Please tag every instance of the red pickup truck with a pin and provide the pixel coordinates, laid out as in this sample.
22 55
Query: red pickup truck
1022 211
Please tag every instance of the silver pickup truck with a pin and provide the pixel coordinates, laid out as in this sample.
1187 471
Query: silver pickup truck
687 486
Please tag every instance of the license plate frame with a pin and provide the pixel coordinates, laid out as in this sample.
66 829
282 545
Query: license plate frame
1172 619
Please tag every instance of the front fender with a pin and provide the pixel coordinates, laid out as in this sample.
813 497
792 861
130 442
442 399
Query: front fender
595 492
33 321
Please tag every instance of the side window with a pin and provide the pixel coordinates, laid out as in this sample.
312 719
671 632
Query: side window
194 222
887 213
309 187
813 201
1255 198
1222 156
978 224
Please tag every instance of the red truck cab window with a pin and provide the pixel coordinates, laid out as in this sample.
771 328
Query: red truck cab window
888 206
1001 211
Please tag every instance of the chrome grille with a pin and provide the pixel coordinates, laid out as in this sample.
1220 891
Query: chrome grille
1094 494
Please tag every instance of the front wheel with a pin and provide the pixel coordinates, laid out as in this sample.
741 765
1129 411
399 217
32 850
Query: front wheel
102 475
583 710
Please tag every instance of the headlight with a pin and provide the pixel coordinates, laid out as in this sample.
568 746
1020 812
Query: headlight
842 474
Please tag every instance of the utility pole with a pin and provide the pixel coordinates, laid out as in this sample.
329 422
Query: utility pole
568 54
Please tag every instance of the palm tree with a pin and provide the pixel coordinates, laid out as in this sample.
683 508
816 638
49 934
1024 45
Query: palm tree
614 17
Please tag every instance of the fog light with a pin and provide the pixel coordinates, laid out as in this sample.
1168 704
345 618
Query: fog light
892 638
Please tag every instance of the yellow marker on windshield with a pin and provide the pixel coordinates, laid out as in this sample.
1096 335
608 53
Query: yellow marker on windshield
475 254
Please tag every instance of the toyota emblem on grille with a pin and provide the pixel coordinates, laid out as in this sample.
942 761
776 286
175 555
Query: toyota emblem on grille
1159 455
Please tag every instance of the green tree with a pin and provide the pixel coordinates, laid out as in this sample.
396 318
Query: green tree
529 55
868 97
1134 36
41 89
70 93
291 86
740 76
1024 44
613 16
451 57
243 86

→ Short exercise:
Output the records verbatim, from the first line to the last.

→ Result of this task:
Please tag every instance of the red pickup truck with a pin and provide the pixel coordinates, laid out as in this sample.
22 55
Query: red pickup truck
1022 211
Please tag every instance of the silver pickup truck with a pin and provide the pixel coordinates, laid out as in this sample.
1187 471
Query: silver pickup truck
687 486
Please tag every instance of the license plate frame with a pin and provide the pixel coordinates, laid out as in this sample.
66 829
282 545
Query: license plate frame
1172 619
Please tag every instance of the front fender with a pin and provide the pixel coordinates, laid out as in this sample.
813 497
792 861
130 442
442 399
Query: front fender
595 492
33 321
Please tag every instance of the side window with a pin and provide the pixel coordinates, laid out as in this sample.
312 719
671 632
Query: side window
194 222
887 213
309 187
813 201
1255 198
1222 156
978 224
Please tag every instance of the red truck cab window with a pin and provide the pixel coordinates, laid out as in this sample.
771 328
Query: red truck cab window
888 206
1001 211
Please tag every instance of the chrome grille with a pin and provide the pixel coordinates, laid out as in this sample.
1220 891
Query: chrome grille
1094 494
Please tag every instance of the front wheel with a pin and provide the pixel coordinates, laid out as in this sample.
741 765
1129 411
399 217
32 850
Query: front wheel
102 475
583 710
Please tag every instance of the headlight with a pin and provide the pixel coordinates, laid out as in this sample.
568 746
1020 812
Query: headlight
842 474
Please tag every instance of the utility pole with a pin and provide the pixel coordinates, laid out as in this sample.
329 422
Query: utility pole
568 54
Please tag every instance of the palm tree with a pin and provide the pixel coordinates, laid out as in this sample.
683 508
816 638
49 934
1024 45
Query: palm tree
614 17
Please tag every instance of the fog light with a pin and provide the pixel coordinates, laid out as in this sample.
1168 704
345 618
Query: fog light
892 638
Please tag every instance of the yellow marker on windshield with a pin and provide the pixel coordinates, laid out as in this sample.
1096 335
608 53
Query: yellow marker on windshield
475 254
Please tag every instance of the toyota emblem on grille with a pin and provide the pixel coordinates, laid out as in this sample.
942 761
776 286
175 555
Query: toyota emblem on grille
1159 455
Please tag every instance of the green tree with a pin and provide the pixel coordinates, laid out as in this sample.
396 318
Query: green tree
529 55
868 97
1134 36
41 89
70 93
291 86
740 76
1024 44
613 16
451 57
243 86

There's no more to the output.